**WHAT THE TASK REQUIRES**
Copy out verbatim the part of the rows below that opens with the line containing "of the dark" and closes with the final row, including both of those lines.

**EXERCISE MATERIAL**
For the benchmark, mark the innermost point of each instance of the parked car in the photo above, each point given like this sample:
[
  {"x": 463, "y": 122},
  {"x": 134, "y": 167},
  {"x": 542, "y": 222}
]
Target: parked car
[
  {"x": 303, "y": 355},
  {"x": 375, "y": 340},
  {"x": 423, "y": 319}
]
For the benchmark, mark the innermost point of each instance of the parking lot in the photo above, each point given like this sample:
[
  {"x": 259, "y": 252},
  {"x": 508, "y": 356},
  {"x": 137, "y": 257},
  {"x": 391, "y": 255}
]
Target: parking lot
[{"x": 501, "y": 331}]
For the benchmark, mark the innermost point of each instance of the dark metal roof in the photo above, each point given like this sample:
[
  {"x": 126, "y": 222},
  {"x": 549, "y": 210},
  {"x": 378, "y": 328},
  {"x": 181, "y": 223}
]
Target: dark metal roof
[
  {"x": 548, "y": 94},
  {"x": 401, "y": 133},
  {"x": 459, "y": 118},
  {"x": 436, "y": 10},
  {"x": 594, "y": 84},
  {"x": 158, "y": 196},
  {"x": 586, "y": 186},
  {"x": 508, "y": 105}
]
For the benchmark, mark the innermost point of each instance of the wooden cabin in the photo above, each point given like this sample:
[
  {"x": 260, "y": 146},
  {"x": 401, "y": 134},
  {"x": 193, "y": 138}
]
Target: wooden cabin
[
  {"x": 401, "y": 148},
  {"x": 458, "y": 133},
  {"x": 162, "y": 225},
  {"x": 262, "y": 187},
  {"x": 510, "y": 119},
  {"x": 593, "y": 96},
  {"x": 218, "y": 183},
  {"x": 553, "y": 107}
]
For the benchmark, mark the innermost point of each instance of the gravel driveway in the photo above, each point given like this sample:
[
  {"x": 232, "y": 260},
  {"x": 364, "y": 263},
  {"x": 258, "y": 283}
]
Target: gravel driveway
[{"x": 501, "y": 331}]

**ANSWER FOR THIS EXERCISE**
For the benchmark, mark the innermost point of each instance of the dark metal roof in the photo above, each point given like this sample:
[
  {"x": 126, "y": 222},
  {"x": 549, "y": 210},
  {"x": 378, "y": 328},
  {"x": 181, "y": 223}
]
Target: dark metal roof
[
  {"x": 548, "y": 94},
  {"x": 401, "y": 133},
  {"x": 459, "y": 118},
  {"x": 436, "y": 10},
  {"x": 594, "y": 84},
  {"x": 158, "y": 196},
  {"x": 586, "y": 186},
  {"x": 508, "y": 105}
]
For the benchmark, mark the innermost point of each instance of the wooden cabin in the photo above, each point given like this sample:
[
  {"x": 260, "y": 146},
  {"x": 401, "y": 134},
  {"x": 193, "y": 138}
]
Target: wooden cabin
[
  {"x": 401, "y": 148},
  {"x": 458, "y": 133},
  {"x": 162, "y": 225},
  {"x": 262, "y": 187},
  {"x": 510, "y": 119},
  {"x": 593, "y": 96},
  {"x": 218, "y": 183},
  {"x": 553, "y": 107}
]
For the benchmark, mark the innermost point of each instance of the gravel driveway in the photo above, each point given like this sample:
[
  {"x": 232, "y": 260},
  {"x": 364, "y": 263},
  {"x": 258, "y": 283}
]
Target: gravel driveway
[{"x": 501, "y": 331}]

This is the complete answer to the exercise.